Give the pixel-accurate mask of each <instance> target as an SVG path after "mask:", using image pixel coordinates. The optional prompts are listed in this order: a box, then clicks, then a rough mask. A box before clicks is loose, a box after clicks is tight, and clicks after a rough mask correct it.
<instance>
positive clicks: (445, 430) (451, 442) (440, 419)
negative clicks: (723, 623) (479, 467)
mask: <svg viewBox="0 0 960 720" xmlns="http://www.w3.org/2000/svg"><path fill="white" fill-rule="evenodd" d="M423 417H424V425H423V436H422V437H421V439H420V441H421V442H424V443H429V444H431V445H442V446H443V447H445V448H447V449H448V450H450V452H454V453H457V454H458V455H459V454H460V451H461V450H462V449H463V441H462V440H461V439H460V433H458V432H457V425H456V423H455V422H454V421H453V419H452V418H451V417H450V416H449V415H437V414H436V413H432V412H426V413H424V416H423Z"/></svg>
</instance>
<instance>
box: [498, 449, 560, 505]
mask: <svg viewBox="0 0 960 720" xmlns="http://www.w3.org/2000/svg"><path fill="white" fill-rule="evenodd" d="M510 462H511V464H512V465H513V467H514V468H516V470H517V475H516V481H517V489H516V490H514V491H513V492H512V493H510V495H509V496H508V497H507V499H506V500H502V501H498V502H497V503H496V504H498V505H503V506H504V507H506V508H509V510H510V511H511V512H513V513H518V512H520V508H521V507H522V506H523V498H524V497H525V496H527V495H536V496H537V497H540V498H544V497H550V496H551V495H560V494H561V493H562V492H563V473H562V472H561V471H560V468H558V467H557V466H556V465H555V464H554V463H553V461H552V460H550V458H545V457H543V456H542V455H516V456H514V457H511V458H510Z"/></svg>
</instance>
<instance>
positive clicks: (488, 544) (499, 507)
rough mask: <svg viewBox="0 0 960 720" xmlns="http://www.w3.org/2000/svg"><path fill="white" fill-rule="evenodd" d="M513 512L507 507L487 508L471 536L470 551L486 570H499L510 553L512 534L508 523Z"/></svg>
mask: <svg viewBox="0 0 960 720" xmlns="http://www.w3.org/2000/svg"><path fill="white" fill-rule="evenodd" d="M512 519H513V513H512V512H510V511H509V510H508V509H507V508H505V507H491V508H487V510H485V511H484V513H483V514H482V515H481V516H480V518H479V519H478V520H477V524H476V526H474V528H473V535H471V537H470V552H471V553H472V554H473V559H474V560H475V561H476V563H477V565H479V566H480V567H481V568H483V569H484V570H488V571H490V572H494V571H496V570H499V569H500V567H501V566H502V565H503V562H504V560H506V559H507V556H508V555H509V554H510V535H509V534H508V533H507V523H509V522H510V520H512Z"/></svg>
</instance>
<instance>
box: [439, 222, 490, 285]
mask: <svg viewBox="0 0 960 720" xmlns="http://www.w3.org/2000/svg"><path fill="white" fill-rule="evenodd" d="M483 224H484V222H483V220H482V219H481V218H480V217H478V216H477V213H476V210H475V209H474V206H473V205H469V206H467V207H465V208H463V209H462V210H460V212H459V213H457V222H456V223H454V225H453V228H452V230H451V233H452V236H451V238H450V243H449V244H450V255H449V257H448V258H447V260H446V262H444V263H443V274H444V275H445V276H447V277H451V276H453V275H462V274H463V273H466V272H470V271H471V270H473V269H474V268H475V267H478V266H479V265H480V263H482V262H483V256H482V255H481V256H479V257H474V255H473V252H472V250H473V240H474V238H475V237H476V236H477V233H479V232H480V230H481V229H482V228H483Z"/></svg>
#####
Write out the material again, matching every line.

Give the pixel-accurate mask of each <instance> target as an SVG path after "mask:", using image pixel coordinates. The optional prompts are listed in this order: a box, then clicks, then a rough mask. A box before clicks is loose, a box after clicks is tight, and clicks after a rough mask correct it.
<instance>
positive clicks: (445, 430) (451, 442) (440, 419)
negative clicks: (723, 623) (479, 467)
mask: <svg viewBox="0 0 960 720" xmlns="http://www.w3.org/2000/svg"><path fill="white" fill-rule="evenodd" d="M423 417H424V425H423V436H422V437H421V439H420V441H421V442H424V443H429V444H431V445H442V446H443V447H445V448H447V449H448V450H450V452H454V453H457V454H458V455H459V454H460V451H461V450H462V449H463V441H462V440H461V439H460V433H458V432H457V425H456V423H455V422H454V421H453V419H452V418H451V417H450V416H449V415H437V414H436V413H432V412H426V413H424V416H423Z"/></svg>
</instance>
<instance>
box: [498, 449, 560, 505]
mask: <svg viewBox="0 0 960 720" xmlns="http://www.w3.org/2000/svg"><path fill="white" fill-rule="evenodd" d="M510 462H511V464H512V465H513V467H514V468H516V470H517V475H516V481H517V489H516V490H514V491H513V492H512V493H510V495H509V496H508V497H507V499H506V500H502V501H498V502H497V503H496V504H498V505H503V506H504V507H506V508H509V510H510V511H511V512H513V513H518V512H520V508H521V507H522V506H523V498H524V497H525V496H527V495H536V496H537V497H540V498H544V497H550V496H551V495H560V494H561V493H562V492H563V473H562V472H561V471H560V468H558V467H557V466H556V465H555V464H554V463H553V461H552V460H550V458H545V457H543V456H542V455H516V456H514V457H511V458H510Z"/></svg>
</instance>
<instance>
positive clicks: (488, 544) (499, 507)
rough mask: <svg viewBox="0 0 960 720" xmlns="http://www.w3.org/2000/svg"><path fill="white" fill-rule="evenodd" d="M513 512L507 507L487 508L471 536L470 551L486 570H499L510 553L512 534L508 523Z"/></svg>
mask: <svg viewBox="0 0 960 720" xmlns="http://www.w3.org/2000/svg"><path fill="white" fill-rule="evenodd" d="M512 519H513V513H512V512H510V511H509V510H508V509H507V508H505V507H491V508H487V510H485V511H484V513H483V514H482V515H481V516H480V518H479V519H478V520H477V524H476V526H474V528H473V535H471V537H470V552H471V553H472V554H473V559H474V560H475V561H476V563H477V565H479V566H480V567H481V568H483V569H484V570H488V571H490V572H494V571H496V570H499V569H500V567H501V566H502V565H503V562H504V560H506V559H507V556H508V555H509V554H510V535H509V534H508V533H507V523H509V522H510V520H512Z"/></svg>
</instance>
<instance>
box: [439, 222, 490, 285]
mask: <svg viewBox="0 0 960 720" xmlns="http://www.w3.org/2000/svg"><path fill="white" fill-rule="evenodd" d="M483 224H484V222H483V220H482V219H481V218H480V217H478V216H477V213H476V210H475V209H474V206H473V205H469V206H467V207H465V208H463V209H462V210H460V212H459V213H457V222H456V223H454V225H453V228H452V230H451V233H452V236H451V238H450V243H449V244H450V255H449V257H448V258H447V260H446V262H444V263H443V274H444V275H445V276H447V277H451V276H453V275H462V274H463V273H466V272H470V271H471V270H473V269H474V268H475V267H478V266H479V265H480V263H482V262H483V256H482V255H481V256H479V257H474V255H473V252H472V250H473V240H474V238H475V237H476V236H477V233H479V232H480V230H481V229H482V228H483Z"/></svg>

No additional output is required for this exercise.